+++ DATA UNDER STUDY +++

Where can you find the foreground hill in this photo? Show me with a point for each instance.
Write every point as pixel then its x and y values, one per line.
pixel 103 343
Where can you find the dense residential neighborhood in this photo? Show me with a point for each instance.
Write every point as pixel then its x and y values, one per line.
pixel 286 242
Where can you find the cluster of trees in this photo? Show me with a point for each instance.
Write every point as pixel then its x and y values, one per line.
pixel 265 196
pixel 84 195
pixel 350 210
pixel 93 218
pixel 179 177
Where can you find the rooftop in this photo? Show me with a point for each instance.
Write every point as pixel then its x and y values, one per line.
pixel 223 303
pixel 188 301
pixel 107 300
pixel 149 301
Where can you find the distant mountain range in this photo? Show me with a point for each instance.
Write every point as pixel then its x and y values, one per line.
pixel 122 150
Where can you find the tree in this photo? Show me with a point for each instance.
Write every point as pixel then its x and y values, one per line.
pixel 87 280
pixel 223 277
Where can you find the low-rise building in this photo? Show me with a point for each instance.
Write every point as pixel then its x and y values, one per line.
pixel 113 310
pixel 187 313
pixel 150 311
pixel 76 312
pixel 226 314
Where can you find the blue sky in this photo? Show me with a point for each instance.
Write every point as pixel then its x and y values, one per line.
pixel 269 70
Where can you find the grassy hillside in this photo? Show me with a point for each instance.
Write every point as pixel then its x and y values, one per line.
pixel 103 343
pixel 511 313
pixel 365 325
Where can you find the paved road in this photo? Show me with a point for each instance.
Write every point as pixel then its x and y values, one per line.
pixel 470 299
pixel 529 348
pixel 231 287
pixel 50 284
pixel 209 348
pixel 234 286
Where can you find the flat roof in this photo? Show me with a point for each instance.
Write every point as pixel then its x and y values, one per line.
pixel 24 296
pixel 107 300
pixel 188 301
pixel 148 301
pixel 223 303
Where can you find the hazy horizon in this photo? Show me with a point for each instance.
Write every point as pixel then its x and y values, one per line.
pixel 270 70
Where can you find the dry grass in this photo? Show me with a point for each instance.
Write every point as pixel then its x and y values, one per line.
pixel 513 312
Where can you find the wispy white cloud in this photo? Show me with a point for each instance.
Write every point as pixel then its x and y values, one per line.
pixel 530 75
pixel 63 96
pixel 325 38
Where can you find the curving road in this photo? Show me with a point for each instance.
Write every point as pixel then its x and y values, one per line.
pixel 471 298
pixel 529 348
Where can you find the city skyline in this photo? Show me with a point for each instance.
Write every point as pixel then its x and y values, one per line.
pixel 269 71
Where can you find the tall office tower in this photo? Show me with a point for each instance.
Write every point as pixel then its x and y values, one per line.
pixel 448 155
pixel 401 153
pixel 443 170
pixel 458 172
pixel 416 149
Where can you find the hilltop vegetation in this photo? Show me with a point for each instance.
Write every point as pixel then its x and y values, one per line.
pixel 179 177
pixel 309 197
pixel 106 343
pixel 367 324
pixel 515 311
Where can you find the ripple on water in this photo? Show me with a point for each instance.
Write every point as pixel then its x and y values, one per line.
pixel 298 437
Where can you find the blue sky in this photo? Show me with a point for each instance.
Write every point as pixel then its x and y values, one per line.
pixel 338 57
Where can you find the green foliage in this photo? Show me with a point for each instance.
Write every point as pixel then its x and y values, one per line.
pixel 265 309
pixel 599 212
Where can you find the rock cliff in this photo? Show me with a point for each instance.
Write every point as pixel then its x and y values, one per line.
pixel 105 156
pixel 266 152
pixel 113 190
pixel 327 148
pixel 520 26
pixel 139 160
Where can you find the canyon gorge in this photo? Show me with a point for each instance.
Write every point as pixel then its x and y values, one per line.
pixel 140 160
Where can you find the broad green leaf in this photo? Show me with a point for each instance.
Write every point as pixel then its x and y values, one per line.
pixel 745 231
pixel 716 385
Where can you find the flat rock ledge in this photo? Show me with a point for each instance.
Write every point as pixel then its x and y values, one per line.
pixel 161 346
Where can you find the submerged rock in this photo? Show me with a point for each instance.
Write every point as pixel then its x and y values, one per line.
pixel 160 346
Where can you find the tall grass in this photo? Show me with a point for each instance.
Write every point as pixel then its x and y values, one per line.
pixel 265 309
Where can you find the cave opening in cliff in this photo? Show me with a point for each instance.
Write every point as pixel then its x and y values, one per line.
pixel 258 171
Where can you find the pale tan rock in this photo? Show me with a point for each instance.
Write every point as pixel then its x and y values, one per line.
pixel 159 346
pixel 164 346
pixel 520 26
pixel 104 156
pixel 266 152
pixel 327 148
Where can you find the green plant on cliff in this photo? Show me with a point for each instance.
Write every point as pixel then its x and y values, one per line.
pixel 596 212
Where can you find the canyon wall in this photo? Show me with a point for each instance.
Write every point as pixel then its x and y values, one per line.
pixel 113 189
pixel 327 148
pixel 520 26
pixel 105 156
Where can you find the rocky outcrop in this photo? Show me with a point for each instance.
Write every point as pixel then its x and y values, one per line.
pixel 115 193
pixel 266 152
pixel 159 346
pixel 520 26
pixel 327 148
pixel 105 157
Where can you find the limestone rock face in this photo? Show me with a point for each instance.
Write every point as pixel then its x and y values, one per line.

+++

YOUR TASK: Give the entries again exactly as they stand.

REPLY TO THE TASK:
Where can you find the foreground hill in this photo? Show me with a point for each instance.
Write every point as pixel then its x and y values, one per line.
pixel 103 343
Where can you find the dense residential neighborhood in this photo? Show me with a point for each instance.
Write every point as pixel then its x and y values, one per line.
pixel 286 242
Where can you find the cluster of trees in this photo? Show me with a point for each instance.
Write every point as pixel then its x and y values, one per line.
pixel 265 196
pixel 84 195
pixel 350 210
pixel 93 218
pixel 179 177
Where can you find the rooftop in this photo? Show me with a point for each instance.
Write every point as pixel then its x and y values, one per line.
pixel 223 303
pixel 188 301
pixel 107 300
pixel 149 301
Where can you find the distant mountain range in this photo? Show me with a point for each instance.
Write every point as pixel then its x and y values, one per line.
pixel 122 150
Where can you find the tree in this photo? Show me with a point for each instance.
Write every point as pixel then its x and y values, one per line.
pixel 87 280
pixel 223 277
Where can you find the low-rise building in this photo? Show me with a point for each instance.
Write every point as pixel then its x and y values, one per line.
pixel 113 310
pixel 187 313
pixel 150 311
pixel 76 312
pixel 226 314
Where can you find the blue sky in this photo? Show me with a point for each instance.
Write every point as pixel then its x and y values, one per line.
pixel 269 70
Where can you find the grassy hillside in this photo? Show me with a point for each instance.
Write every point as pixel then its x and y values, one per line.
pixel 103 343
pixel 511 313
pixel 365 325
Where can you find the paved road in this photo? Show me with a point for each instance.
Write every point as pixel then its x and y values, one per line.
pixel 470 299
pixel 529 348
pixel 231 287
pixel 50 284
pixel 209 348
pixel 234 286
Where can you find the flat roof in this photo? Show me with a point for each instance.
Write every point as pixel then its x and y values, one per line.
pixel 24 296
pixel 107 300
pixel 188 301
pixel 148 301
pixel 223 303
Where can you find the hazy horizon in this photo? Show me with a point for each instance.
Write every point as pixel then its x and y values, one per line.
pixel 270 70
Where can you find the dry grass in this photo? Show me with a point for each instance.
Write every point as pixel then its x and y values, one per line.
pixel 513 312
Where can you find the wispy white cloud in this photo? Show me with a point for each instance.
Write every point as pixel then its x and y values, one per line.
pixel 530 75
pixel 63 96
pixel 325 38
Where can you find the curving road in this photo? Show me with a point for each instance.
Write every point as pixel then its x and y values, one per line.
pixel 471 298
pixel 529 348
Where can you find the city skyline in this photo? Show me with a point for each instance.
Write every point as pixel then its x and y values, one per line.
pixel 269 71
Where can you find the tall office tower in this photo? Show me with a point for each instance.
Write every point as pixel then its x and y values, one per line.
pixel 448 155
pixel 401 153
pixel 443 170
pixel 458 172
pixel 416 149
Where can you find the hilltop vegetation in this photo? Show me with a point for each instance.
Write every point as pixel then its x and y values, one per line.
pixel 179 177
pixel 309 197
pixel 106 343
pixel 367 324
pixel 515 311
Where can you find the ripple on water in this photo? Show me with a point for each instance.
Write every point as pixel then its x and y values, one per line.
pixel 298 437
Where can you find the blue sky in this photo? Show me with a point for each instance.
Write every point as pixel then its x and y values, one per line.
pixel 338 57
Where can you find the green foliage in this photo? Show me with a point for each instance.
Write every point as pixel then its x and y values, one per line.
pixel 265 309
pixel 599 212
Where can you find the rock cliff in this photo? Show me with a point for each instance.
Write every point as pixel then its x and y values, one per line.
pixel 105 156
pixel 266 152
pixel 113 190
pixel 327 148
pixel 520 26
pixel 139 160
Where can you find the canyon gorge in this photo? Show me with a point for each instance.
Write every point as pixel then its x and y values, one per line.
pixel 140 160
Where can you find the broad green leaf in this photo? Show me with a point for each instance.
Write every point as pixel then its x and y values, one per line.
pixel 745 231
pixel 716 385
Where can you find the flat rock ledge in this photo? Show me with a point for each instance.
Write every point as pixel then its x and y values, one per line.
pixel 161 346
Where can you find the submerged rock in this photo? Show me with a point for each instance.
Write every point as pixel then its x and y values, one per line.
pixel 160 346
Where can you find the tall grass in this photo? Show me with a point for each instance.
Write every point as pixel then its x and y values, one per line.
pixel 265 309
Where can you find the cave opening in cliff in this photo? Show me with a point for each instance.
Write every point as pixel then its x and y values, one per line.
pixel 258 171
Where can you find the pale tan rock in this photo? Show me with a point for each instance.
Write every point as pixel then its x and y values, one per line.
pixel 159 346
pixel 164 346
pixel 520 26
pixel 104 156
pixel 266 152
pixel 327 148
Where can you find the green plant on cliff in this photo? Show me with a point for each instance.
Write every point as pixel then its x and y values, one per line.
pixel 596 212
Where can you find the canyon wall in this photo? Show me with a point for each instance.
Write every point as pixel then its x and y values, one per line.
pixel 113 189
pixel 327 148
pixel 520 26
pixel 105 156
Where can you find the rocky outcrop in this photo? Show me with a point for each instance.
Write every point as pixel then its x and y values, one per line.
pixel 115 193
pixel 266 152
pixel 159 346
pixel 520 26
pixel 327 148
pixel 105 157
Where can you find the limestone rock face in this photo? Show me with a point for each instance.
Write every point as pixel then its x and y values, one per line.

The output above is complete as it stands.